=== Consigne ===
Reproduisez mot pour mot le passage de l'extrait sur la couverture santé en Grèce compris entre « Un Grec sur » et « de Sécurité sociale. », ces deux passages inclus.

=== Extrait à lire ===
Un Grec sur quatre sans assurance
L’hôpital doit pourtant gérer l’augmentation continue des Grecs « non-assurés », sans aucune couverture santé. Selon le Premier ministre Alexis Tsipras, ils sont quelque trois millions dans le pays, soit près d’un citoyen sur quatre, à ne pas avoir de Sécurité sociale.
Dans ce contexte, les médecins ont salué la décision récente du nouveau gouvernement de supprimer le ticket d’admission de cinq euros dans les hôpitaux publics, un geste très symbolique en direction des personnes les plus fragiles. Même si la fin de ce forfait hospitalier devrait amputer les comptes publics de 20 millions d’euros...
La Grèce se retrouve face à une équation très compliquée, voire insoluble. Au moment où elle veut réinvestir dans son système de santé à l’agonie pour garantir un droit universel aux soins de qualité, elle doit donner des gages accrus de bonne de rigueur budgétaire pour obtenir des aides de ses créanciers européens et internationaux (FMI, Commission européenne, Banque centrale européenne).

=== Données d'entrée ===
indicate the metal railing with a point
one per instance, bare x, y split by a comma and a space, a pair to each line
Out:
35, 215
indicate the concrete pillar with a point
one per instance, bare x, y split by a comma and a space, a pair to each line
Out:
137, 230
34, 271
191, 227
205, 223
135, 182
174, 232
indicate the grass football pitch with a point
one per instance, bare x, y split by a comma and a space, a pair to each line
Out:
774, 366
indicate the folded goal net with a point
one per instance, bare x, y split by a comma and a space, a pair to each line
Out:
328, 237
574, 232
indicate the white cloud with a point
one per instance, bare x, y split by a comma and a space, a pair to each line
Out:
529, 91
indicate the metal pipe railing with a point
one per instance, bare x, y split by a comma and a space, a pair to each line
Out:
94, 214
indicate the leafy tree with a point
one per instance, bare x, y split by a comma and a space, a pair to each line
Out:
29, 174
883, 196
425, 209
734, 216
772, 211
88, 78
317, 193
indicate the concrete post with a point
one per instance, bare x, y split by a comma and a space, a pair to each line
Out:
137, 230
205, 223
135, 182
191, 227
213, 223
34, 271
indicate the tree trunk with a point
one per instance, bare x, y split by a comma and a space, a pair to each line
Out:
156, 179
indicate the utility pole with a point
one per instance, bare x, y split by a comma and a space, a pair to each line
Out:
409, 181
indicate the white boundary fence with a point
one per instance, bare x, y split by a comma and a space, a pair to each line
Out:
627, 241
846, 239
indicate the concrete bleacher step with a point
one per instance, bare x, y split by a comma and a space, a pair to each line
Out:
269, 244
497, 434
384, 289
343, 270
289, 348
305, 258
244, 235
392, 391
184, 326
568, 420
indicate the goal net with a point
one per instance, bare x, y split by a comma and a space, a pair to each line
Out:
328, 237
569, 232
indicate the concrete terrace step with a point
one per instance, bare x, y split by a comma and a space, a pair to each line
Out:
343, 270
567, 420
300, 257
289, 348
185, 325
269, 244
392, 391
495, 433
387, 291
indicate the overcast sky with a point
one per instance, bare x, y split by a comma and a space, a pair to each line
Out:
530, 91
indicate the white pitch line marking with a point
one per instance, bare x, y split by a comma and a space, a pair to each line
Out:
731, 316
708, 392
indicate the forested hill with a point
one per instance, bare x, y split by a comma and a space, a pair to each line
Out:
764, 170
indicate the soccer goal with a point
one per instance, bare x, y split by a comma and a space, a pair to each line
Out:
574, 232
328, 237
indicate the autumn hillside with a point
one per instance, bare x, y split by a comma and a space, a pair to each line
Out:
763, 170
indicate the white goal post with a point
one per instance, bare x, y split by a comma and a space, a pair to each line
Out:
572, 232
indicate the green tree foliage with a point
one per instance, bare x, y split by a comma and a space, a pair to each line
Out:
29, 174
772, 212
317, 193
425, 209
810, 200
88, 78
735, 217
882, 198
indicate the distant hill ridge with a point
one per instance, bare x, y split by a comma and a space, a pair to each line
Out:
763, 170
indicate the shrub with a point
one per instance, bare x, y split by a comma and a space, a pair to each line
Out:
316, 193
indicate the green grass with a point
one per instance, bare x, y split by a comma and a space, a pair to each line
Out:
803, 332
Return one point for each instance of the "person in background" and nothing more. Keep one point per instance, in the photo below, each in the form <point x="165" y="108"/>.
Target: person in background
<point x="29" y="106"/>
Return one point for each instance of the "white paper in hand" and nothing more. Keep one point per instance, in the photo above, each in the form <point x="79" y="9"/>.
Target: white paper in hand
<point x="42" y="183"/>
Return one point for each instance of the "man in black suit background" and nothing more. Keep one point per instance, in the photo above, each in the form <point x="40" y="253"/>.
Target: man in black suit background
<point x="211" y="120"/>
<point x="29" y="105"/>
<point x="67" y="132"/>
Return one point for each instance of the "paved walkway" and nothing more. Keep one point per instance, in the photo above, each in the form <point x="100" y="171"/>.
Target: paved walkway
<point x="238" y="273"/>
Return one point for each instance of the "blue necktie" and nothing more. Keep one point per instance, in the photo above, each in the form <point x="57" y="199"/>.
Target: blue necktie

=== Tâche réalisée ===
Un Grec sur quatre sans assurance
L’hôpital doit pourtant gérer l’augmentation continue des Grecs « non-assurés », sans aucune couverture santé. Selon le Premier ministre Alexis Tsipras, ils sont quelque trois millions dans le pays, soit près d’un citoyen sur quatre, à ne pas avoir de Sécurité sociale.